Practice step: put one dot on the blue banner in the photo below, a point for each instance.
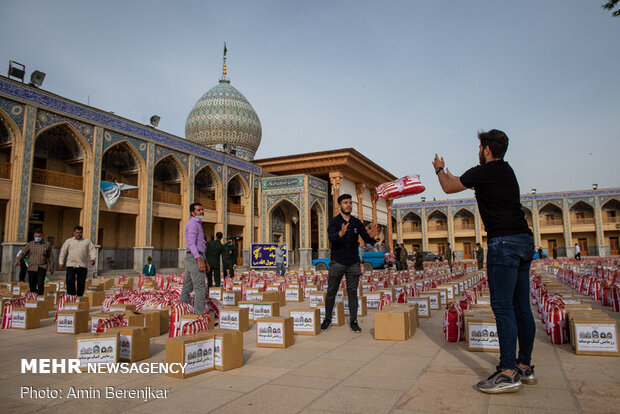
(264, 255)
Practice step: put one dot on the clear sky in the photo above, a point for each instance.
(396, 80)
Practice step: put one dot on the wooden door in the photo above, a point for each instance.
(467, 250)
(583, 245)
(551, 244)
(614, 248)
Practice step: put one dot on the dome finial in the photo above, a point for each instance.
(224, 78)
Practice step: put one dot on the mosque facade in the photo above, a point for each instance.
(56, 153)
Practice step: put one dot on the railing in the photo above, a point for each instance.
(585, 220)
(166, 197)
(207, 204)
(57, 179)
(461, 226)
(235, 208)
(133, 193)
(5, 169)
(549, 223)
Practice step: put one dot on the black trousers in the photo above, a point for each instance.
(214, 273)
(36, 279)
(352, 273)
(74, 273)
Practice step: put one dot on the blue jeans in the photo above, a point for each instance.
(508, 267)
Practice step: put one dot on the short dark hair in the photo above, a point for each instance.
(344, 197)
(192, 206)
(496, 140)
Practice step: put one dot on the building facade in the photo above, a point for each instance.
(590, 219)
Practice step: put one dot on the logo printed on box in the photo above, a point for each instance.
(303, 321)
(270, 332)
(229, 320)
(66, 324)
(96, 351)
(199, 356)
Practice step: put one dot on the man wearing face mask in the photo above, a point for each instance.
(40, 257)
(195, 265)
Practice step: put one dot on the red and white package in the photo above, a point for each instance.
(404, 186)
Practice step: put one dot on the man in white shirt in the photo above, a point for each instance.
(76, 252)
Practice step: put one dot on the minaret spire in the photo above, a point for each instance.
(224, 78)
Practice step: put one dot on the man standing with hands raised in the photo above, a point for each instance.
(344, 231)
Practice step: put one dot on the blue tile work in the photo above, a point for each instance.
(150, 165)
(47, 119)
(246, 176)
(14, 110)
(200, 163)
(317, 184)
(111, 138)
(24, 196)
(283, 182)
(162, 152)
(63, 106)
(94, 214)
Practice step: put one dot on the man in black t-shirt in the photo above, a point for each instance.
(509, 255)
(344, 231)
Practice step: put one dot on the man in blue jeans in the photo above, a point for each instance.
(344, 231)
(509, 255)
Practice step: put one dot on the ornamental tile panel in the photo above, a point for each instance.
(14, 110)
(46, 119)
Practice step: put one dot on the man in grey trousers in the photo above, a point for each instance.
(195, 263)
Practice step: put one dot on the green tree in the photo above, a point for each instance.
(611, 5)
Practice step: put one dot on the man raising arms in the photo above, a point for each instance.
(509, 256)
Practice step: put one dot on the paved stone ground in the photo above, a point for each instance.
(336, 371)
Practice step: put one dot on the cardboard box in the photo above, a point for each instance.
(152, 320)
(337, 313)
(362, 307)
(122, 307)
(294, 294)
(392, 324)
(275, 332)
(306, 321)
(25, 318)
(423, 309)
(134, 343)
(97, 348)
(231, 298)
(194, 350)
(216, 292)
(316, 298)
(266, 310)
(77, 306)
(72, 322)
(95, 298)
(237, 319)
(481, 334)
(39, 306)
(228, 350)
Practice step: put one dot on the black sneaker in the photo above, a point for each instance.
(500, 382)
(527, 375)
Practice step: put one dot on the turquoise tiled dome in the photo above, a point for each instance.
(224, 116)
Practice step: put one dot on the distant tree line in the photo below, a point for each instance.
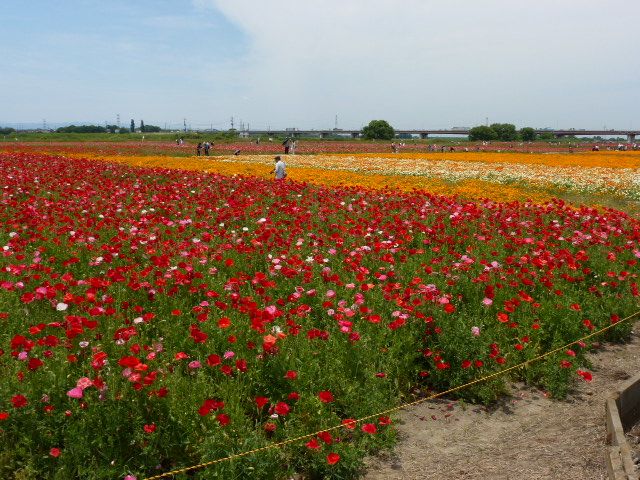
(106, 129)
(506, 132)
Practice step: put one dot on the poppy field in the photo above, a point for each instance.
(154, 318)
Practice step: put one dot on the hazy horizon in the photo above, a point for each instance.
(284, 64)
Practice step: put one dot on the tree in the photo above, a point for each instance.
(482, 132)
(506, 131)
(81, 129)
(378, 129)
(528, 134)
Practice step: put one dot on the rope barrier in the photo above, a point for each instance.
(393, 409)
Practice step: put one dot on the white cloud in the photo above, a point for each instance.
(427, 63)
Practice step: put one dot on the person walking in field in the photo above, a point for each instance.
(287, 145)
(280, 169)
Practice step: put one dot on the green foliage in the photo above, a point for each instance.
(528, 134)
(378, 130)
(482, 132)
(506, 131)
(547, 136)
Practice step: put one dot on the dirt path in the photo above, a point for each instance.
(525, 436)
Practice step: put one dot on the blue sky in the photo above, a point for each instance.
(295, 63)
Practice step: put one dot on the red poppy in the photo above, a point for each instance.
(369, 428)
(333, 458)
(282, 409)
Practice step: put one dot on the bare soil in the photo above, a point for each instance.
(526, 435)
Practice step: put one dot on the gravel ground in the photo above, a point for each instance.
(527, 435)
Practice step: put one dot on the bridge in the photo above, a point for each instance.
(630, 134)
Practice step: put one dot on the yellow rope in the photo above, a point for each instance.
(390, 410)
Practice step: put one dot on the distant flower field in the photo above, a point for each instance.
(160, 311)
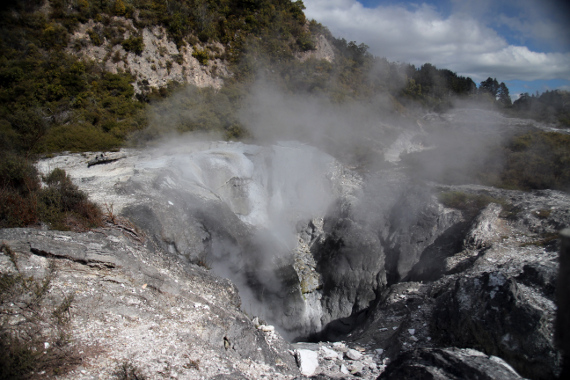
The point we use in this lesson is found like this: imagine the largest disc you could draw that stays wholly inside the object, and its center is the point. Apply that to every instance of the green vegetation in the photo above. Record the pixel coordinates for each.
(52, 101)
(33, 325)
(550, 106)
(469, 203)
(537, 160)
(59, 204)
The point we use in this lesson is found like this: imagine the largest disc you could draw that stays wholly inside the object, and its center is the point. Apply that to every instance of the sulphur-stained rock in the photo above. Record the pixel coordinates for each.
(448, 364)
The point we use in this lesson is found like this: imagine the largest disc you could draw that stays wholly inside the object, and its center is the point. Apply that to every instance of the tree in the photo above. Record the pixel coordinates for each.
(489, 86)
(503, 95)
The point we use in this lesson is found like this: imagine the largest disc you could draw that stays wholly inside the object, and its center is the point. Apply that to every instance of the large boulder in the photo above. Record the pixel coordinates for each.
(495, 314)
(448, 364)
━━━━━━━━━━
- **Activity**
Text only, no pictures: copy every entry exactly.

- **Answer space**
Practice step: put one dot on the blue banner in the photo below, a point for each instance.
(264, 255)
Practice step: put one dot on the clear sky in the photo above, a point for each instance.
(396, 80)
Practice step: put one dot on the wooden door in the photo above, a point for each instance.
(467, 250)
(583, 245)
(551, 244)
(614, 248)
Practice step: put one dot on the dome finial in the photo above, a point for each instance.
(224, 78)
Practice step: put one dot on the mosque facade in the photo above, a point for each instance.
(56, 153)
Practice step: put one dot on the railing in the photo above, a point for each instance.
(585, 220)
(166, 197)
(207, 204)
(57, 179)
(461, 226)
(235, 208)
(133, 193)
(5, 169)
(549, 223)
Practice step: put one dot on the black trousers in the photo above, a point for each instance.
(214, 273)
(36, 279)
(352, 273)
(74, 273)
Practice step: put one dot on the blue jeans in the photo above, a point for each instance.
(508, 267)
Practice step: put one dot on the short dark hair in the photo above, a point for each instance.
(344, 197)
(192, 206)
(496, 140)
Practice step: put one dot on the building facade in the photo above, a point for each instance.
(590, 219)
Practice step: put one dot on the logo printed on box in the photo above, a point for each instance.
(303, 321)
(270, 332)
(229, 320)
(66, 324)
(96, 351)
(199, 356)
Practice step: put one dot on the man wearing face mask in the photo above, a point for each instance.
(40, 257)
(195, 265)
Practice step: put one dot on the red and white package in the photo above, a point for each instance.
(404, 186)
Practice step: put one dot on the man in white shirt in the photo above, a point for each instance.
(76, 252)
Practice step: put one dot on the minaret spire in the photo above, a point for each instance.
(224, 78)
Practice step: put one dot on the man standing with hands raised in the photo above, a point for each instance.
(344, 231)
Practice step: put one dot on the blue tile work in the photo above, a point for each instance.
(150, 165)
(47, 119)
(246, 176)
(14, 110)
(200, 163)
(317, 184)
(111, 138)
(24, 196)
(283, 182)
(162, 152)
(63, 106)
(94, 214)
Practice step: put one dot on the man in black t-shirt in the photo above, a point for each instance.
(509, 255)
(344, 231)
Practice step: put one dot on the man in blue jeans in the photo above, a point for each instance.
(344, 231)
(509, 255)
Practice step: put one dot on the ornamental tile panel in the photo above, a point for each instance.
(14, 110)
(46, 119)
Practice step: put one dot on the man in grey trousers in the photo above, a point for each instance.
(195, 263)
Practice step: put one dot on the green tree in the photo above, a point for each instance.
(611, 5)
Practice step: put one dot on the man raising arms in the photo above, a point for each instance.
(509, 256)
Practice step: put one dot on the paved stone ground in the photo above, a point for each instance.
(336, 371)
Practice step: put one dot on the cardboard box in the photo above, a point for each instance.
(152, 320)
(337, 313)
(362, 307)
(122, 307)
(294, 294)
(392, 324)
(275, 332)
(306, 321)
(25, 318)
(423, 309)
(134, 343)
(97, 348)
(231, 298)
(194, 350)
(216, 292)
(316, 298)
(266, 310)
(77, 306)
(72, 322)
(95, 298)
(237, 319)
(481, 334)
(39, 306)
(228, 350)
Practice step: put one dot on the black sneaker in the photo above, a point for each instance.
(500, 382)
(527, 375)
Practice step: put one dot on the turquoise tiled dome in the photo above, a point for each instance.
(224, 116)
Practice step: put one dot on the distant tree line in the photo below, a point for each instance.
(106, 129)
(506, 132)
Practice step: put one dot on the poppy field in the photo above, a point for each instance.
(154, 318)
Practice step: put one dot on the hazy horizon in the photo above, a point for each instance.
(284, 64)
Practice step: put one dot on the tree in the photo above, a point for each instance.
(482, 132)
(506, 131)
(81, 129)
(378, 129)
(528, 134)
Practice step: put one dot on the rope barrier in the photo above, a point for each instance.
(393, 409)
Practice step: put one dot on the white cloud in the photo above, a point for each instance.
(427, 63)
Practice step: put one dot on the person walking in field in the photo above, a point for each instance.
(287, 145)
(280, 169)
Practice step: put one dot on the green foliage in the photo above, a point for each instance.
(528, 134)
(378, 130)
(482, 132)
(506, 131)
(547, 136)
Practice step: put one dot on the dirt path in the photo above, a point for each instance.
(525, 436)
Practice step: put one dot on the blue sky in the photo above, a point for each instance.
(295, 63)
Practice step: put one dot on the red poppy in the photo above, a point for each instance.
(369, 428)
(333, 458)
(282, 409)
Practice step: put one dot on the bare soil in the photo above, a point for each instance.
(526, 435)
Practice step: put one dot on the gravel ground in the photo above, a point for each instance.
(527, 435)
Practice step: put one dot on the bridge in the photo above, a point for each instance.
(630, 134)
Practice step: put one dot on the yellow rope in the photo above, a point for each instance.
(390, 410)
Practice step: put one dot on the distant flower field in the photo above, a point for each instance.
(160, 311)
The point we use in this lesson is found like this: imagine the largest disc you could draw that stays wholly inside the object, and its center is the point. Apply that to every instance of the green vegetation in the photo above. Record the pixel coordinates for each.
(52, 101)
(33, 325)
(550, 106)
(469, 203)
(537, 160)
(59, 204)
The point we use in this lesson is found like this: imagine the largest disc you could draw that stays wholly inside the object, and its center is the point. Apply that to every instance of the sulphur-stained rock in the photo above. Record the pixel coordinates for each.
(448, 364)
The point we use in this lesson is found like this: imagine the largest disc you could draw that stays wholly inside the object, and its center is the point. Apply that to every instance of the tree in the photo above. Record the pixel coordinates for each.
(489, 86)
(503, 95)
The point we use in this lesson is found like this: imagine the largest disc you could draw that stays wholly inside the object, and its center is the point. Apply that to every instance of the large boulder in the photo above. Record the pixel coordinates for each.
(495, 314)
(448, 364)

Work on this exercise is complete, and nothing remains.